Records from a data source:
● ● ● ●
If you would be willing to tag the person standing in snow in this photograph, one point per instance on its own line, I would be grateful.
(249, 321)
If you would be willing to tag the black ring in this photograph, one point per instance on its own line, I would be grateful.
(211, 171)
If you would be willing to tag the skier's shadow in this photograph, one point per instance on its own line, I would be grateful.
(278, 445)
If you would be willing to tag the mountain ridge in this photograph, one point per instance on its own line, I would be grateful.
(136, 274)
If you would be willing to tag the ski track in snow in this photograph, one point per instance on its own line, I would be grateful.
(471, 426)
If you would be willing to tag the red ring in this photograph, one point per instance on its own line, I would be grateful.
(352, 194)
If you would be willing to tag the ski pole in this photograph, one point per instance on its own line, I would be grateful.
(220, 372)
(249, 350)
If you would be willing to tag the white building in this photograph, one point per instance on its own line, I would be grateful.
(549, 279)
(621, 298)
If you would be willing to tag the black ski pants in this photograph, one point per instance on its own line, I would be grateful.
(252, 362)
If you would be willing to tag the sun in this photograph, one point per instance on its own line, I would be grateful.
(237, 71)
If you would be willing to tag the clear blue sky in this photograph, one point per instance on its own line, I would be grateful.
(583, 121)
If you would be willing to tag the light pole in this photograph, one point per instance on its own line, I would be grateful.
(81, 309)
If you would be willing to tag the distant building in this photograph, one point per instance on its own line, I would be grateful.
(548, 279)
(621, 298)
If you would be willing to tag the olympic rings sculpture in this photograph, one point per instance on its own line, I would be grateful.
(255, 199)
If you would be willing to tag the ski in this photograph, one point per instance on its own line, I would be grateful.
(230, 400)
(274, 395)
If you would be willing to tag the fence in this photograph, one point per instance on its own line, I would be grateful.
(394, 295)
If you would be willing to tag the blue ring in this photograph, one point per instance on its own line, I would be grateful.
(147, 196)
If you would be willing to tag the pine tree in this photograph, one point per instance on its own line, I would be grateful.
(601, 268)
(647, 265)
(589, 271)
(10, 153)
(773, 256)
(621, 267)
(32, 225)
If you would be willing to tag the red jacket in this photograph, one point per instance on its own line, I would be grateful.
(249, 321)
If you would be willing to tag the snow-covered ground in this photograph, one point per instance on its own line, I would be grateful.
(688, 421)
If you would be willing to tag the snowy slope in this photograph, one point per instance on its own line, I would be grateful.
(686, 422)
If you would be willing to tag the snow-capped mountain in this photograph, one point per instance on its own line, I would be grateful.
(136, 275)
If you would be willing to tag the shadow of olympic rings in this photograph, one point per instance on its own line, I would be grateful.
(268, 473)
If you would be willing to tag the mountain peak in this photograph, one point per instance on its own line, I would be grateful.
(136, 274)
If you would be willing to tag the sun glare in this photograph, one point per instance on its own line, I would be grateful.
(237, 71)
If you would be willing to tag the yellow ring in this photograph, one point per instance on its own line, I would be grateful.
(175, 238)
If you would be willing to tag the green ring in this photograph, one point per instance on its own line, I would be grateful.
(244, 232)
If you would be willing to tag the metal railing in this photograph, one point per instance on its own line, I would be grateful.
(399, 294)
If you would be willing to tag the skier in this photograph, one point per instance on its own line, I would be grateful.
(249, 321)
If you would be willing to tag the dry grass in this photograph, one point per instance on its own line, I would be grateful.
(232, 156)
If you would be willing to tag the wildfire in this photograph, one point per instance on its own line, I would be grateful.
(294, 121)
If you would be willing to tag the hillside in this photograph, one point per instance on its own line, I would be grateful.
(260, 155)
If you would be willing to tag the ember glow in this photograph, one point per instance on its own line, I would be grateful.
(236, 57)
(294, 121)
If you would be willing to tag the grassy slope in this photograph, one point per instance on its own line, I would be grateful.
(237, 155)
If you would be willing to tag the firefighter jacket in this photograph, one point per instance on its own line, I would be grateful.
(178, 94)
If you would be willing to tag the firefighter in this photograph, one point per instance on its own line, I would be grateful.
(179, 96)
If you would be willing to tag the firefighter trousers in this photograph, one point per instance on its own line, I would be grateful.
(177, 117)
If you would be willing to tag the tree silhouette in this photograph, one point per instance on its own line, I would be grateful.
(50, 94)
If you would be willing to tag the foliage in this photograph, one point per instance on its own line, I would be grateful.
● ● ● ●
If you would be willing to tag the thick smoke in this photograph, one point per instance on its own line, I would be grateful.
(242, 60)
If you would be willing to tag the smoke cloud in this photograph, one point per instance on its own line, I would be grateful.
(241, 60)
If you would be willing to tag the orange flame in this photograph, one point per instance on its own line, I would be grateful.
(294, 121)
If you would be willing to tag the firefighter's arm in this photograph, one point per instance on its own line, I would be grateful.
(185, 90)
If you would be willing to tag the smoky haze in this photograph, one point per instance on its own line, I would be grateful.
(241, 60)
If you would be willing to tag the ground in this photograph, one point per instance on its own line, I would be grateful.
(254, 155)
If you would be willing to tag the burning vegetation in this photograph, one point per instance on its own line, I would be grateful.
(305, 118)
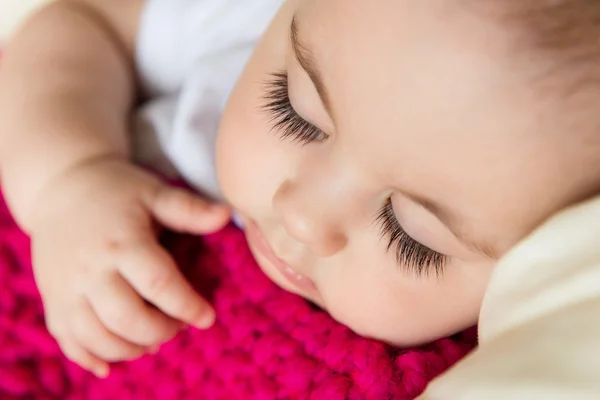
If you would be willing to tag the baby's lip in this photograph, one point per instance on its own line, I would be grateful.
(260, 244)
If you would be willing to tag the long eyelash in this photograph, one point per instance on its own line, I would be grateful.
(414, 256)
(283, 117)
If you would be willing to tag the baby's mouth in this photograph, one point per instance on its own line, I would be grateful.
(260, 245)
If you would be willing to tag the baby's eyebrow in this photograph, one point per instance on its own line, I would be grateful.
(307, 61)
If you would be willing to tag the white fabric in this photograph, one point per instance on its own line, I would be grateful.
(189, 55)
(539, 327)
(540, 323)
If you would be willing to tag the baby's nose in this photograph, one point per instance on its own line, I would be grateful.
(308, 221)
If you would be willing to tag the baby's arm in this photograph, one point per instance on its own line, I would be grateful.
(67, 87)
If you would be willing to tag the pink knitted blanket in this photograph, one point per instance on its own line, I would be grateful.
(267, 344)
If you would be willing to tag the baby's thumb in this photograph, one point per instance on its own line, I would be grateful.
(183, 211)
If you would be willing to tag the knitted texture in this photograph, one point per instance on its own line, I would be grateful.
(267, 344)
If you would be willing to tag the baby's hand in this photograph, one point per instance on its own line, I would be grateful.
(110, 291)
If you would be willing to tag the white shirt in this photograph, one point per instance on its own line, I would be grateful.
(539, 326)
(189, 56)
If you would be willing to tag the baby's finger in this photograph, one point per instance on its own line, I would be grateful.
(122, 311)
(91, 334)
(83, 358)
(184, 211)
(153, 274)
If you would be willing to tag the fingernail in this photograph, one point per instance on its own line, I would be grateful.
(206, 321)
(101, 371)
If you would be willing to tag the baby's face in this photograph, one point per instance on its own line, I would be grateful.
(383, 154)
● ● ● ●
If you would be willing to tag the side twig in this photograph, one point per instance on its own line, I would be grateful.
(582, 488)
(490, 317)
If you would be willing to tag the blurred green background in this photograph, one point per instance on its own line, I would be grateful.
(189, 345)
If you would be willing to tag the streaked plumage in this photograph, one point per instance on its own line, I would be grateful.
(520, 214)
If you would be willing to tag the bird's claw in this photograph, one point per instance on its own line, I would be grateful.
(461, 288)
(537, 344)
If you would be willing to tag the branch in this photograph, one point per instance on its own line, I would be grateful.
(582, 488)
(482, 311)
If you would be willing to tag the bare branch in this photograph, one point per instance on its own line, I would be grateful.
● ● ● ●
▶ Task to carry out: Give back the records above exactly, limited to the lines between the one holding "If you would be willing to tag the firefighter trousers" and the one holding "If you would be willing to tag the foliage", inclusive.

▶ Problem solution:
If you would be willing to tag the firefighter trousers in this photograph, one point per instance on its own line, I would be grateful.
(177, 117)
If you would be willing to tag the tree silhouette in this photograph, one point per instance on its own line, I would be grateful.
(50, 94)
If you would be willing to tag the foliage in this photograph, one point per instance on its own line, I would be grateful.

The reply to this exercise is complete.